やること
1. 読書記録の「2011-04-30 15:37:54 | 宮尾登美子」から「着物だの講演だのパーティだのの華やかな話がちりばめられている。」までをすべて、一字も変えずに書き出すこと。
2. 読書記録のうち「著者は体が弱く」で始まる段落を、主な事実を残して箇条書きにまとめること。

原文
# # # #

息をするように本を読む

初めて読んだ本も、読み返した本も、
ジャンルも著者もおかまいなしの私的読書記録
と、なんだかだらだら日常のことなども

手とぼしの記

2011-04-30 15:37:54 | 宮尾登美子
宮尾登美子 著

週刊誌に連載されていた古いエッセイ集だが、そんなに古さは感じない。
東京・狛江での生活、作家として10年目、軌道に乗りかつ作品数が徐々に増えて、
さらに作品の映画化も進んできた頃だ。

著者は体が弱く、無理がきかないから……という理由で、
毎日コツコツと仕事をし、主婦業も手抜きなしとまじめ一徹の日々。
体調がどうであろうが、連載は待ってくれず、税金は追いかけてくる、
泣き言もいう時もあるのだけれど、そこにアクセントのように、
着物だの講演だのパーティだのの華やかな話がちりばめられている。

東京だけれど、まだ多くの自然が残る狛江だけに、季節の移り変わりの描写が
鮮やか。
そして主婦であることを手放さないからこその生活感が、文章に厚みを添える。

作家の身辺雑記は多いし、さすがの文章で楽しいものも多いけれど、
個人的には1、2を争うほどに好きな作品だ。

六番目の小夜子

2011-04-29 16:40:25 | 恩田陸
恩田陸 著

テレビドラマにもなったよね……と珍しく言ってみる。

栗山千明がすごくサヨコのイメージに合ってたので、
(単にああいう自分にないきつめ美人系が好きなだけの気もする)
舞台は高校のはずが中学にされちゃったり、よくわからない追加キャラが
いたりしたわけだが、我慢した。私にしては本当に稀なことである。

それはどうでもいい。
地方の高校に脈々と引き継がれている伝説・サヨコ。
3年に一度誰かが選ばれ、その任務を遂行しなければならない。
しかし、そこに沙世子という名の謎めいた転校生が現れたことから、
今までにない物語が展開する。

部活、夏期講習、学園祭……いきいきとした高校生たちの姿と
闇の気配が漂うサヨコ伝説。
対象的なのにどちらも眩しく感じられるのは、きっと自分の年齢のせいだろう。

謎解きと大団円を期待すると少し違うかもしれない。
何もかもすっきりわかりやすく解決するわけではない。
それを不満に感じる人もいるかもしれないけれど、私はこれが
この物語の終わり方にふさわしいと思う。


怪談

2011-04-28 13:11:08 | 著者名 か行
ラフカディオ・ハーン著
小泉八雲 著)

# # # #

提示資料
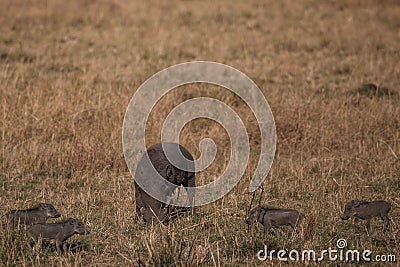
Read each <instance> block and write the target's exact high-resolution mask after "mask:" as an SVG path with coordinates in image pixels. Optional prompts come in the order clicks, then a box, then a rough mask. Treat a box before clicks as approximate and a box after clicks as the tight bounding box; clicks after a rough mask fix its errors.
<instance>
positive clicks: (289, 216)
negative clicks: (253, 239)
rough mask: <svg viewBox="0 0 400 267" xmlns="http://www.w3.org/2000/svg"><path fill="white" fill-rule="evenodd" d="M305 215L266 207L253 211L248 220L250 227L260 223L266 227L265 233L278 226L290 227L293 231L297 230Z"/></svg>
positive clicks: (249, 213) (299, 213) (291, 211)
mask: <svg viewBox="0 0 400 267" xmlns="http://www.w3.org/2000/svg"><path fill="white" fill-rule="evenodd" d="M303 219H304V215H303V214H301V213H300V212H298V211H297V210H292V209H277V208H269V207H266V206H258V207H256V208H254V209H252V210H251V211H250V213H249V217H248V218H247V220H246V223H247V224H248V225H251V224H253V223H256V222H259V223H261V224H262V225H263V226H264V233H265V234H267V233H268V231H269V230H270V229H271V228H273V227H276V226H284V225H290V226H291V227H292V228H293V229H297V227H298V226H299V224H300V223H301V221H302V220H303Z"/></svg>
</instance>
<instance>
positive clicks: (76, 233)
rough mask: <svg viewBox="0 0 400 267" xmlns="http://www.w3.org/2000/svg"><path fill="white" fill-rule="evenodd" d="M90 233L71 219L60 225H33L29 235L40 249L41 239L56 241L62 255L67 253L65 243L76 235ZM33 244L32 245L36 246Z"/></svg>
mask: <svg viewBox="0 0 400 267" xmlns="http://www.w3.org/2000/svg"><path fill="white" fill-rule="evenodd" d="M89 233H90V231H89V230H88V229H86V228H85V225H84V224H83V223H82V222H81V221H80V220H78V219H74V218H69V219H67V220H66V221H65V222H59V223H41V224H35V225H33V226H32V227H31V228H30V229H29V230H28V234H29V236H30V237H31V238H32V239H33V241H34V243H35V244H36V245H37V246H39V248H40V243H39V241H40V239H44V240H55V241H56V248H57V252H58V253H59V254H61V253H62V252H63V251H64V252H66V250H67V249H66V248H67V244H66V243H65V241H66V240H67V239H68V238H70V237H71V236H73V235H74V234H80V235H87V234H89ZM34 243H33V242H31V245H33V244H34Z"/></svg>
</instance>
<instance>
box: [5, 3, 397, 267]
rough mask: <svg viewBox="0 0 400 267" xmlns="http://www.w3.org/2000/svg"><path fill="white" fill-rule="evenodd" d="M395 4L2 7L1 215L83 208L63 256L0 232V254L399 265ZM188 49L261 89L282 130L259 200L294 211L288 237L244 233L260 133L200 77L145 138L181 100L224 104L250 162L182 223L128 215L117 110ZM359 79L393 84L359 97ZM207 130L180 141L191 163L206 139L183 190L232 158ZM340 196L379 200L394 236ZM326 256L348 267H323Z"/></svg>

# # # #

作業結果
1.
2011-04-30 15:37:54 | 宮尾登美子
宮尾登美子 著

週刊誌に連載されていた古いエッセイ集だが、そんなに古さは感じない。
東京・狛江での生活、作家として10年目、軌道に乗りかつ作品数が徐々に増えて、
さらに作品の映画化も進んできた頃だ。

著者は体が弱く、無理がきかないから……という理由で、
毎日コツコツと仕事をし、主婦業も手抜きなしとまじめ一徹の日々。
体調がどうであろうが、連載は待ってくれず、税金は追いかけてくる、
泣き言もいう時もあるのだけれど、そこにアクセントのように、
着物だの講演だのパーティだのの華やかな話がちりばめられている。

2.
- 体が弱く無理がきかないため、毎日コツコツと仕事をしている
- 主婦業も手抜きせず、まじめ一徹の日々を送っている
- 体調にかかわらず連載は待ってくれず、税金にも追われ、泣き言をいうこともある
- その合間に、着物や講演、パーティなどの華やかな話がちりばめられている